──────── Provided records

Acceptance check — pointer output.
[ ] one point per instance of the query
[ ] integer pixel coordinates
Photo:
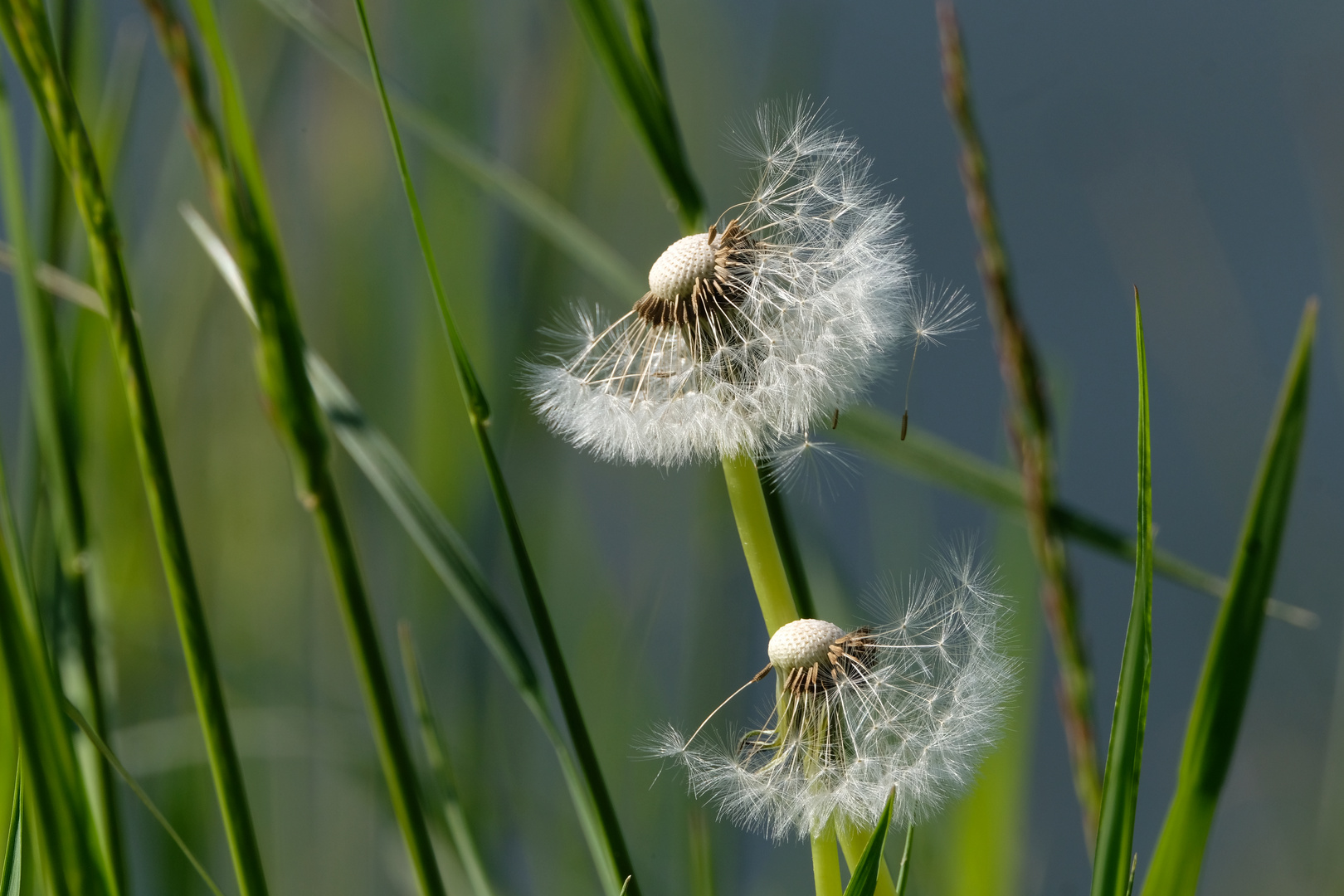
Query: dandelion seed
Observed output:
(910, 705)
(774, 317)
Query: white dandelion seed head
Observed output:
(776, 316)
(912, 704)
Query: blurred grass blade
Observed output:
(51, 401)
(1125, 754)
(442, 774)
(636, 80)
(903, 874)
(934, 460)
(611, 853)
(28, 34)
(863, 881)
(140, 791)
(56, 796)
(524, 199)
(1225, 681)
(229, 162)
(446, 553)
(11, 874)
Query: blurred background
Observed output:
(1192, 149)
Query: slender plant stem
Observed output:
(825, 865)
(1031, 433)
(615, 867)
(28, 35)
(281, 355)
(758, 544)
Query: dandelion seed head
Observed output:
(777, 314)
(910, 704)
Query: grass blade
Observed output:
(110, 758)
(54, 419)
(11, 874)
(1030, 431)
(238, 192)
(1125, 754)
(863, 881)
(1226, 677)
(611, 856)
(635, 75)
(437, 752)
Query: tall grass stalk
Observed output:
(1030, 431)
(611, 855)
(52, 411)
(28, 35)
(240, 201)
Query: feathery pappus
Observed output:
(910, 704)
(772, 319)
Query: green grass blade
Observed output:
(1112, 860)
(28, 35)
(438, 766)
(110, 758)
(934, 460)
(1225, 681)
(613, 859)
(54, 418)
(636, 80)
(11, 874)
(229, 162)
(519, 195)
(863, 881)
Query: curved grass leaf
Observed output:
(1225, 681)
(863, 881)
(1112, 861)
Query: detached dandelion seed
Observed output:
(774, 317)
(910, 704)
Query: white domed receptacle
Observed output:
(680, 265)
(802, 642)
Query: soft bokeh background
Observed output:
(1195, 149)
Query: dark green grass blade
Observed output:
(863, 881)
(229, 160)
(28, 35)
(438, 766)
(903, 872)
(635, 75)
(11, 874)
(611, 853)
(941, 462)
(54, 793)
(1125, 752)
(1225, 683)
(110, 758)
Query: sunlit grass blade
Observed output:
(54, 418)
(1225, 681)
(636, 80)
(28, 35)
(442, 774)
(863, 881)
(229, 162)
(1112, 860)
(446, 550)
(110, 758)
(11, 872)
(613, 859)
(54, 794)
(934, 460)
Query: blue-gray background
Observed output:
(1192, 149)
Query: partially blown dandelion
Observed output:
(910, 704)
(774, 317)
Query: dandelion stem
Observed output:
(758, 544)
(825, 865)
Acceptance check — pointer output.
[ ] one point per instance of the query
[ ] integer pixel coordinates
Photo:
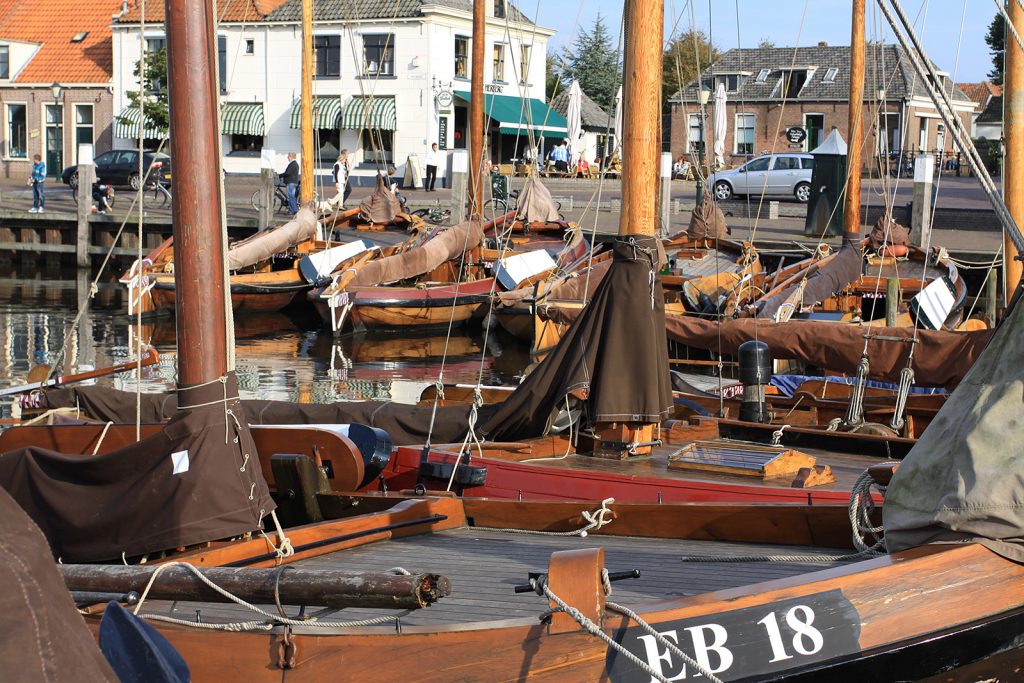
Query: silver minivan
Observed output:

────────────────

Task details >> Which lines in the records above contain the word "stem"? Copy each one.

Exercise output >>
Query: slender plant stem
Query: dandelion stem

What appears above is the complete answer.